## Data section
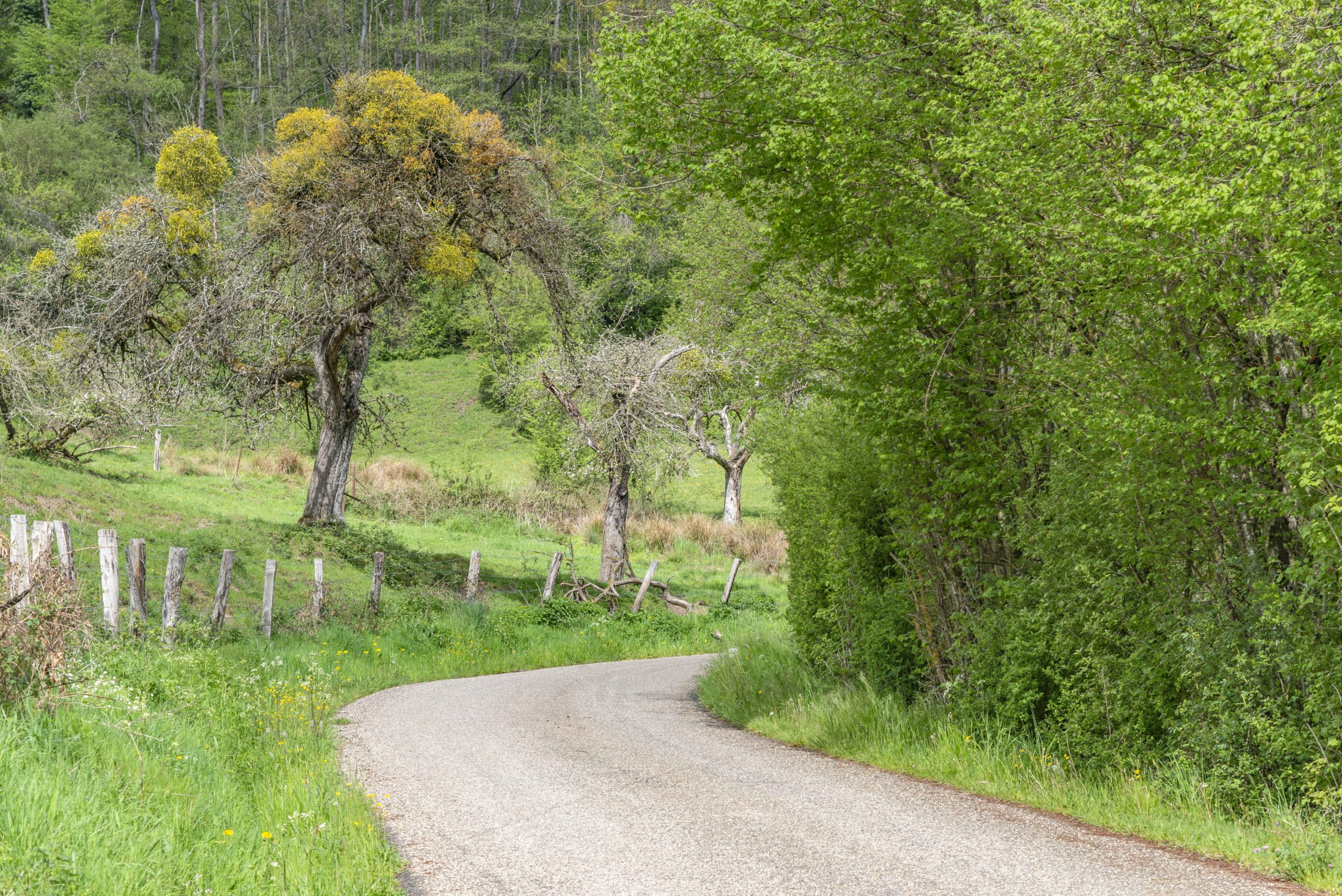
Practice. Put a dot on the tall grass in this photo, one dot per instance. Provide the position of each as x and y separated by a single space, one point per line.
212 768
763 685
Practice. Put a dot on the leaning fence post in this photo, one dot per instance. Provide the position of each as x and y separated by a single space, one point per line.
375 592
643 588
20 575
226 580
319 588
555 573
473 577
732 578
267 599
111 581
172 590
65 549
137 582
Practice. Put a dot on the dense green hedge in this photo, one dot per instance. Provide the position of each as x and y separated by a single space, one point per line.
1075 459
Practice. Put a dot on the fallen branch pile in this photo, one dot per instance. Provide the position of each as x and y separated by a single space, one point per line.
608 593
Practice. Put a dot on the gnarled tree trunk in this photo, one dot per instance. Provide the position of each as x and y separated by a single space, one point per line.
615 556
339 399
732 494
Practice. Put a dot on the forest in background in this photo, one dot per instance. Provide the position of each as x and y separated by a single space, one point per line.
1044 302
89 90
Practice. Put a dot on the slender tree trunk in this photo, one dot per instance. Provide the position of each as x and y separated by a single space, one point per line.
732 498
614 552
339 397
159 27
204 65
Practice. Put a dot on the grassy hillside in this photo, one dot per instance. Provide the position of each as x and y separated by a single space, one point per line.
442 424
211 765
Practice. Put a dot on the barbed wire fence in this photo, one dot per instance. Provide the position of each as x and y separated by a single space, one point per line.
129 578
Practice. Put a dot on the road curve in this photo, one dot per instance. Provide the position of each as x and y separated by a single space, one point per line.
611 780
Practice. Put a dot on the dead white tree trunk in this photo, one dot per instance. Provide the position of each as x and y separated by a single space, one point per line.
643 587
733 455
44 537
65 549
137 581
732 578
267 599
473 577
375 592
555 573
20 572
111 578
615 552
174 577
226 580
319 588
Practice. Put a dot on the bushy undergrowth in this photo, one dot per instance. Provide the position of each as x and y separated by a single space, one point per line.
211 767
765 685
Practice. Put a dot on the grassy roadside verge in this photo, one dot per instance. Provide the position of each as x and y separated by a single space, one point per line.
211 768
765 687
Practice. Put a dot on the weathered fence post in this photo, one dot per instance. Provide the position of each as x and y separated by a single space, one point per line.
20 573
111 580
473 577
319 588
44 534
65 549
267 599
555 573
643 588
226 580
375 592
174 578
732 578
136 581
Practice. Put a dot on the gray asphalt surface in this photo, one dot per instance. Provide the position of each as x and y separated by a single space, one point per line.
611 779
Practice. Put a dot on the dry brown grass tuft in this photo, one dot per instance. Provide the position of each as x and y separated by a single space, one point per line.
282 462
391 474
38 638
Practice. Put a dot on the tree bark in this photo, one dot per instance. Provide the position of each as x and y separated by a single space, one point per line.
732 498
339 399
614 552
204 65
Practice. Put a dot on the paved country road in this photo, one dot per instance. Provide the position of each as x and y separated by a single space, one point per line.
610 779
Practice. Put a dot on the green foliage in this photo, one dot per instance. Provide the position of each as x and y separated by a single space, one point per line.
56 172
764 685
1077 457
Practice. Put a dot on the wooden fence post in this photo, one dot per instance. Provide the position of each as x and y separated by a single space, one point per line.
20 573
65 549
226 580
267 599
44 534
137 585
111 580
732 578
643 588
555 573
473 577
319 588
174 578
375 592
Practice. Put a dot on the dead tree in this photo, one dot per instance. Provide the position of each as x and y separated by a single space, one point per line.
732 457
619 393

## Problem to work on
Output every row above as a two-column CSV with the columns text and answer. Put each row's wording in text and its coordinates in answer, with each field quoted, line breaks turned into spaces, and the pictures left out.

## Exercise response
text,answer
"Practice. Put a dot on the tall grass in this photo, one dot per instance. Provide the position of each as x and y separated by a single space, one point per line.","212 768 763 685"
"Practice. Put a dot on the leaning fence post in this photo, one dot per instance. Provide the position of each as x and y separated by a single space, one point per line.","375 592 643 588 20 575 226 580 319 588 555 573 473 577 732 578 267 599 111 581 172 590 65 549 137 582"
"Practice. Put a dot on the dense green hedge in this photo, one dot per instance. Provide the position of each as x and y separated by a single space, one point per line.","1075 459"
"Practice. Put a dot on the fallen branch pile in this photo, one dot per instance. Provide the position of each as x and y separated by a single space, one point per line.","608 593"
"Practice. Put a dot on the gnarled tree trunk in this photo, one dot per instance. Provide the position of each as x and y separated by a single space, one point per line.","615 556 339 399 732 494"
"Practice. Put a dot on the forest in background in this photo, one dot per instance. Provide the position of each as x and y separated by a single space, one point per line.","1044 302 89 90"
"Practice. Put a dot on the slender tree trunk in this photo, one dot per instance. Provide the position of each as x and y separated by a single space, one point per line.","732 498 614 552 339 397 159 27 204 65"
"Practice. Put a dot on the grassy hillside in this photo, one dot per instance. Provide the position of each as x and y separated by a single space, one point per line.","442 424 211 765"
"Practice. Put a dot on the barbed wire fence in this photo, one dot per instance. Provide the position of each as x and y separated by a single space, one point per line.","129 578"
"Practice. Put a dot on the road curve in this photo, one dot per instance. Provide the position of each as x and y separated by a single space, one point per line.","611 780"
"Practice. Put a dot on the dead white tree trunk in this photo, one dot per instance. Provide the position of each as x and y separated by a single space, one point per line.","643 587 733 455 44 537 65 549 137 581 732 578 267 599 473 577 375 592 555 573 20 572 111 578 615 552 174 577 226 580 319 588"
"Practice. Put a dot on the bushy undergrowth in this photo, one dot per instance. Provide the position of each as x and y separated by a single space, one point per line.","211 767 765 685"
"Practice. Put a dot on the grassy roadside verge in this photo, one dot per instance. Provide the position of each as x and y separated by a single space, one point per line.","211 768 765 687"
"Practice. Put a dot on the weathered fence post in this photo, one dot per instance. Provide the position of each as x and y separated by a single space, one point per line.","20 573 111 580 473 577 319 588 44 534 65 549 267 599 555 573 643 588 226 580 375 592 174 578 732 578 136 581"
"Practice. Put a dot on the gray asphalt surface in this photo, one dot per instance. Provide the position of each as x and y separated by a single space, one point per line.","611 779"
"Practice. Put a dot on the dry brown grass tuft in this photo, one dot per instance. Provide the position of each as x and y separated by a single space, one point per line.","282 462 391 474 38 638"
"Practice. Put a dot on the tree bark in this photo, one dot per instance. Provide the position of each as x and y separated by a single space, one point per line.","732 498 339 399 614 552 204 65"
"Practice. Put a dot on the paved country road in this photo, one dot per instance. Provide the position of each as x and y separated by a single space, one point per line.","610 779"
"Practice. Put a dot on the green foliage in this photo, one dot per instance. Provide the position of each as x and y separated by a single space, one point per line.","56 172 764 685 1077 457"
"Practice. Put a dot on the wooden fence post in this photo, one dot per instance. Provide the position of each as x and y separated by a single space, one point per line.","20 573 65 549 226 580 267 599 44 534 137 585 111 580 732 578 643 588 555 573 473 577 319 588 174 578 375 592"
"Practice. Put a dot on the dead tree in this photo, one dot per instance. Provide the position of each as x and y separated by a single space, one point per line.","732 457 619 393"